#### DATA SECTION ####

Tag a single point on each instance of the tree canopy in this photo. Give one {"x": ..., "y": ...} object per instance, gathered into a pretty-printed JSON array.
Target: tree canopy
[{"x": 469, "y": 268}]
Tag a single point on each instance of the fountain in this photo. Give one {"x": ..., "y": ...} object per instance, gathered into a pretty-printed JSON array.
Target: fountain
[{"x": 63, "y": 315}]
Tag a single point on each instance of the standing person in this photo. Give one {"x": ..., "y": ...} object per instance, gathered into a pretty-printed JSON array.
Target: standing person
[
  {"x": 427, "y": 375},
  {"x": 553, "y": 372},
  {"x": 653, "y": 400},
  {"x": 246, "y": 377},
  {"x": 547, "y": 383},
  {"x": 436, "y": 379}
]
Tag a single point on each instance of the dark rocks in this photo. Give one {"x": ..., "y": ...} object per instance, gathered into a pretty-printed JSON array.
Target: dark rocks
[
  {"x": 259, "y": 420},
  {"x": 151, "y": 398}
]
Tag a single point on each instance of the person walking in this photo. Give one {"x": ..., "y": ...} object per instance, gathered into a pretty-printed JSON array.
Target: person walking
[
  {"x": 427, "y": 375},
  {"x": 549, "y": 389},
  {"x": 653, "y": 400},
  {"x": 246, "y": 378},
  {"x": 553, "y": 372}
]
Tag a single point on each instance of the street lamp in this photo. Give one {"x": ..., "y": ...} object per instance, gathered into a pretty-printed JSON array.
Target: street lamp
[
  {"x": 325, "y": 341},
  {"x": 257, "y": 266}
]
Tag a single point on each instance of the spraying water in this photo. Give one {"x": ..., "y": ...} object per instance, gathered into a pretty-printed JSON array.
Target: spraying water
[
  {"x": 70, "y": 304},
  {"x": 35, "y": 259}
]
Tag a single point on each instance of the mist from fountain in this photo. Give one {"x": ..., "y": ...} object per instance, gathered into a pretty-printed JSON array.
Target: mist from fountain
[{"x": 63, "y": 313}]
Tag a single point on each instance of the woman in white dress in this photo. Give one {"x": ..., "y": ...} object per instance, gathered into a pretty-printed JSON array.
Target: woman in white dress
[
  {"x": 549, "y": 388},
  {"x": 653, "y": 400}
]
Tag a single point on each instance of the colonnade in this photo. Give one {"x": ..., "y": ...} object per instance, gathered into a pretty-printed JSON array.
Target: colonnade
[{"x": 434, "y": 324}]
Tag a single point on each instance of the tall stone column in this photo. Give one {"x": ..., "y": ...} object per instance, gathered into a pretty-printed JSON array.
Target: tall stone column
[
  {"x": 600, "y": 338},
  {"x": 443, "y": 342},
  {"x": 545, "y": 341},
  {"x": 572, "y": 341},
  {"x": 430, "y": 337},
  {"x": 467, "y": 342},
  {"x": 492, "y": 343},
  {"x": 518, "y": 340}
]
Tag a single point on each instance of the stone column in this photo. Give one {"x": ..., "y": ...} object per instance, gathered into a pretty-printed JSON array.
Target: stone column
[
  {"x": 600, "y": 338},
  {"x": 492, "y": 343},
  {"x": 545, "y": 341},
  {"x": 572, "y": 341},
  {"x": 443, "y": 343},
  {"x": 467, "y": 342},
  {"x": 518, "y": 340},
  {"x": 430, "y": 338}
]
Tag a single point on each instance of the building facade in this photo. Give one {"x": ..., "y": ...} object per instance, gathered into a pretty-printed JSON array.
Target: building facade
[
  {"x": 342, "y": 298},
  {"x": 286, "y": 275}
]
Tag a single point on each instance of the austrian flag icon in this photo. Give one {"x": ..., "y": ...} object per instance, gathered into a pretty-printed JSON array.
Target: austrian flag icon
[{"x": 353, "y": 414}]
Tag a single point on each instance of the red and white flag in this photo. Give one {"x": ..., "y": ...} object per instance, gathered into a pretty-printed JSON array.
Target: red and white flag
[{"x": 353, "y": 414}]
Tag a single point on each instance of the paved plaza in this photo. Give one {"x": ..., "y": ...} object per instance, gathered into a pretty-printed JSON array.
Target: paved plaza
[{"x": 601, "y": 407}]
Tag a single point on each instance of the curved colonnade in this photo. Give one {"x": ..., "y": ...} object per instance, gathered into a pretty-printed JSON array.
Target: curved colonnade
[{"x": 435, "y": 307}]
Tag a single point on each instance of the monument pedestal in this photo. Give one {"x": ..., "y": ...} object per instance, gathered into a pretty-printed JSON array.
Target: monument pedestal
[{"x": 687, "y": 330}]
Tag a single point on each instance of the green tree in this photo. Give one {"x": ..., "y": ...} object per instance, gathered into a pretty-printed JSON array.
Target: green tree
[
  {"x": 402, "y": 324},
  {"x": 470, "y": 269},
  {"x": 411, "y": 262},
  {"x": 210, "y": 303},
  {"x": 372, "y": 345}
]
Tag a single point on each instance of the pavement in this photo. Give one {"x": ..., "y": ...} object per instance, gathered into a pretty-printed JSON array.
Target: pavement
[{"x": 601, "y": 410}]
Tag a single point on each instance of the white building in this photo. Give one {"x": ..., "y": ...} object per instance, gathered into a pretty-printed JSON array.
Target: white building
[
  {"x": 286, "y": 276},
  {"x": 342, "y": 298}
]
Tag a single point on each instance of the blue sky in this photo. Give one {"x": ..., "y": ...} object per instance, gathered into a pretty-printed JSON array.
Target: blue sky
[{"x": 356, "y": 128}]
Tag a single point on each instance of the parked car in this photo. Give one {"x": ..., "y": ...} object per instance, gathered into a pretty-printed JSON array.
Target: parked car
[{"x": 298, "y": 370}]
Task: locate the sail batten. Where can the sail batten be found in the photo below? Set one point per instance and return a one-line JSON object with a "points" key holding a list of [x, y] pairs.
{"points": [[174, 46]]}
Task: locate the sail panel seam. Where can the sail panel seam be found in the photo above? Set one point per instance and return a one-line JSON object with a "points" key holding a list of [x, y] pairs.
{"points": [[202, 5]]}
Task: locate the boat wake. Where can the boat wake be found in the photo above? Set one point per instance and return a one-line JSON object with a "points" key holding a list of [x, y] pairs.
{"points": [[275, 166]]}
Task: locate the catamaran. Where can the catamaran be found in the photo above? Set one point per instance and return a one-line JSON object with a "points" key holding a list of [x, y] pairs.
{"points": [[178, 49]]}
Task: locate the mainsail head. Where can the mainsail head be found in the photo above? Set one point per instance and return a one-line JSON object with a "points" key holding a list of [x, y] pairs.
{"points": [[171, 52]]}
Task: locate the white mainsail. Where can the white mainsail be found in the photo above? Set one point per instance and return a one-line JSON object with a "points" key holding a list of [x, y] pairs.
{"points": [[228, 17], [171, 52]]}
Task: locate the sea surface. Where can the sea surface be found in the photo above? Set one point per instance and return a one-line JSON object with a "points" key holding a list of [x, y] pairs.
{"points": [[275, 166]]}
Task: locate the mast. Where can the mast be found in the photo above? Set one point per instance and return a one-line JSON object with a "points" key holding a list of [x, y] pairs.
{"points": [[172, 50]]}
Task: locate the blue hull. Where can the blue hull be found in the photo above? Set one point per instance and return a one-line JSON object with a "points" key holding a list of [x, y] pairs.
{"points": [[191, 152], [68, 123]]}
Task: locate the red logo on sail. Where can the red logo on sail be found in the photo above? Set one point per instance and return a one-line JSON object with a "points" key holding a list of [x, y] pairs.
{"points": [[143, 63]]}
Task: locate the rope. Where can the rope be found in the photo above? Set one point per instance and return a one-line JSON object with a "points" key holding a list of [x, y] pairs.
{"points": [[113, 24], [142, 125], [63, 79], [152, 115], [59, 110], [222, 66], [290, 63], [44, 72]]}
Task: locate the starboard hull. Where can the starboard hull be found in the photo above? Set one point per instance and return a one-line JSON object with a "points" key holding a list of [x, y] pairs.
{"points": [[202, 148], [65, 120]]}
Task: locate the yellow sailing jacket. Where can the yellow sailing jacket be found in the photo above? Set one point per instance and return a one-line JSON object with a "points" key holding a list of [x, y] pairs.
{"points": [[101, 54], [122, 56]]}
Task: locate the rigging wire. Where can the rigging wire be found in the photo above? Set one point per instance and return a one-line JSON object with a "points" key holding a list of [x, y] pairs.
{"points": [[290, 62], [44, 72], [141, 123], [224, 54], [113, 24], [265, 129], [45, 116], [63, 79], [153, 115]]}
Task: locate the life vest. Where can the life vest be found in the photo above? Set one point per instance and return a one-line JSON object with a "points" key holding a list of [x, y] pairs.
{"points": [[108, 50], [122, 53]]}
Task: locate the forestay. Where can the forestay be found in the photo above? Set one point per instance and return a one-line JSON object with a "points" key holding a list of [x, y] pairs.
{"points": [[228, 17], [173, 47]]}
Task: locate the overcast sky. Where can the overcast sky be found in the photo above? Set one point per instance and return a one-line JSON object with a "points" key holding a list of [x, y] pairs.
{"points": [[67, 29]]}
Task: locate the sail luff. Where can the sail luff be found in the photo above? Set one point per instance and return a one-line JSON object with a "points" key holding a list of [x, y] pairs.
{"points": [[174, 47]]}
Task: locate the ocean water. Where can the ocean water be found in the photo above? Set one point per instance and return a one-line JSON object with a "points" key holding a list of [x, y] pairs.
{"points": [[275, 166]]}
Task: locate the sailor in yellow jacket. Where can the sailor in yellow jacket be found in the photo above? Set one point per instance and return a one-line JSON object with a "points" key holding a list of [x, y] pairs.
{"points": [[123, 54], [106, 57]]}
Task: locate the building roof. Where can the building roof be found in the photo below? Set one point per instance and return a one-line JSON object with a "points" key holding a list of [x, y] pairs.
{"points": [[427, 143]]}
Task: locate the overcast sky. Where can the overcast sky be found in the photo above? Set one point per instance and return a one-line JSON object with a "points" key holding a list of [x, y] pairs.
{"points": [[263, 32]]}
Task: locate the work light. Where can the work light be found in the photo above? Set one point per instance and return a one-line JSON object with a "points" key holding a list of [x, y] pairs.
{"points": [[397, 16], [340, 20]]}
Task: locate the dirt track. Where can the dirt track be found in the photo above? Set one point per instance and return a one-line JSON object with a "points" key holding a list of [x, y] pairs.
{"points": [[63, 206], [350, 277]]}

####

### WHAT TO DO
Each line from the one containing "Task: locate the work" through the end of the entries, both included, is to be returned exactly, with no other lines.

### THE RESULT
Task: locate the work light. Where can the work light be found in the photo above? Set one point per instance and return a one-line JSON object with a "points" key holding a list of [x, y] pairs.
{"points": [[397, 16], [340, 20]]}
Task: locate the dirt track. Where can the dirt track be found in the photo above? Set one point per instance and return a one-line JSON object with a "points" key holding a list of [x, y] pairs.
{"points": [[63, 206], [350, 277]]}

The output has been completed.